◆ Problem requirements ◆
Restate word for word, and only, the lines that extend from the line containing "321L275 334L287 329L289" through the end of the records below.

══ Supplied data

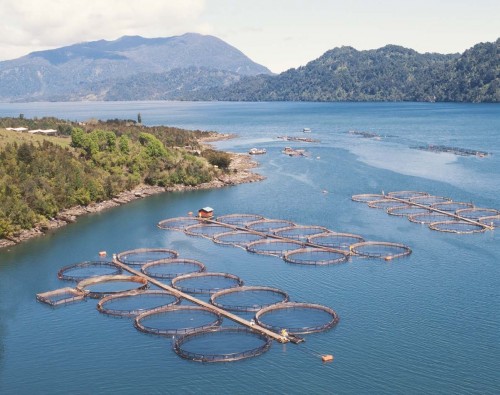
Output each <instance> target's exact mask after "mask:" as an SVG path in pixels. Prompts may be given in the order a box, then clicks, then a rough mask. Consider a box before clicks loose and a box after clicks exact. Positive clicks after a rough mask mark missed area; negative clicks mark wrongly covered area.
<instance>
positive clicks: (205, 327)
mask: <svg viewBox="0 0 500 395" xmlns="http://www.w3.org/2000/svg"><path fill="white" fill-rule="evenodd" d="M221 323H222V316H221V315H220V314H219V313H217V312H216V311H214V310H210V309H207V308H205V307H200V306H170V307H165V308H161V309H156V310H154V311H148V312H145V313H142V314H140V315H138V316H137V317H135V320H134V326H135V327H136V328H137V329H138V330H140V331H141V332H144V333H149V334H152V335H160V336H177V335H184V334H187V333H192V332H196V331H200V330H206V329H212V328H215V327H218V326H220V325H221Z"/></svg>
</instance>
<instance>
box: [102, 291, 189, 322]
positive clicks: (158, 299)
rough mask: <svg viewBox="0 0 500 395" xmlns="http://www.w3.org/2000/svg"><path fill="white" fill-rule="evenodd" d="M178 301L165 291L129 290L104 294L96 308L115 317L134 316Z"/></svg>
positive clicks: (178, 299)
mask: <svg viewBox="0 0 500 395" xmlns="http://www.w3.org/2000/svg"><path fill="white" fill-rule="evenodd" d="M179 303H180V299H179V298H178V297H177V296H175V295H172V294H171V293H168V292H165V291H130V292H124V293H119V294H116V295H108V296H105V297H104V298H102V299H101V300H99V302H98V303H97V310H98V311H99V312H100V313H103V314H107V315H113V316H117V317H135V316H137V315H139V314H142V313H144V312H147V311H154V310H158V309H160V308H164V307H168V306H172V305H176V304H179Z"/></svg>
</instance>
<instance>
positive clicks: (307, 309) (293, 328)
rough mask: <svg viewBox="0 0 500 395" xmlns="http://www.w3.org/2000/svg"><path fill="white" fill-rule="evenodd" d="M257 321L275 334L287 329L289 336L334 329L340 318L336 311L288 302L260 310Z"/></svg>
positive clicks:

════

◆ Exercise answer ◆
rough mask: <svg viewBox="0 0 500 395" xmlns="http://www.w3.org/2000/svg"><path fill="white" fill-rule="evenodd" d="M257 321L275 334L287 329L289 336L334 329L340 318L336 311L288 302L260 310Z"/></svg>
positive clicks:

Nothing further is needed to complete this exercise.